CORN USED AT A FASTER-THAN-EXPECTED PACE... Despite a 55-million-bu. increase in estimated 2012 corn production, 2012-13 corn carryover was cut 45 million bu. from the December estimate in this morning's Supply & Demand Report. Dec. 1, 2012, corn stocks are put at 8.030 billion bushels. Even with the 55-million-bu. increase in total 2012-13 corn supplies, Dec. 1 stocks were 180 million bu. below the average pre-report trade estimate. The only way that can happen is with stronger-than-expected use in the first quarter of the 2012-13 marketing year. USDA says implied first-quarter corn use was 3.74 billion bu., down just 100 million bu. from the same quarter last year. That led to some significant changes in the Supply & Demand tables from last month.

• Corn feed & residual use is estimated at 4.45 billion bu., up 300 million bu. from December.
• Corn exports are now estimated at 950 million bu., down 200 million bu. from last month.
• The 100-million-bu. increase in total corn use was further offset by the rise in total supplies.
• The net result was a 45-million-bu. cut in estimated 2012-13 corn carryover to just 602 million bushels.

We’ve argued for sometime that USDA was using negative residual use as part of the feed & residual usage category to "hold up" corn carryover around 650 million bushels. That negative residual seems to have been erased now with the slight increase in total supplies and shockingly low export potential providing the cover to reflect a "zero" residual and actual corn feedings of about 4.45 billion bushels.

^^^^^^^^

- What is asked:
A) In the corn report, what figure is given for corn stocks on Dec. 1, 2012?
B) Retype the part of the corn report starting with "We’ve argued for" and going on through "4.45 billion bushels.".

- Source excerpt:
^^^^^^^^

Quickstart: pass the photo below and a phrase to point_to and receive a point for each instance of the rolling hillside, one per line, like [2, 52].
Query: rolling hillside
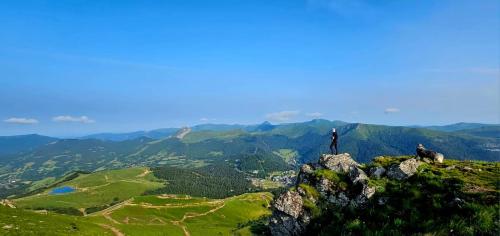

^^^^^^^^

- Complete answers:
A) 8.030 billion bushels

B)
We’ve argued for sometime that USDA was using negative residual use as part of the feed & residual usage category to "hold up" corn carryover around 650 million bushels. That negative residual seems to have been erased now with the slight increase in total supplies and shockingly low export potential providing the cover to reflect a "zero" residual and actual corn feedings of about 4.45 billion bushels.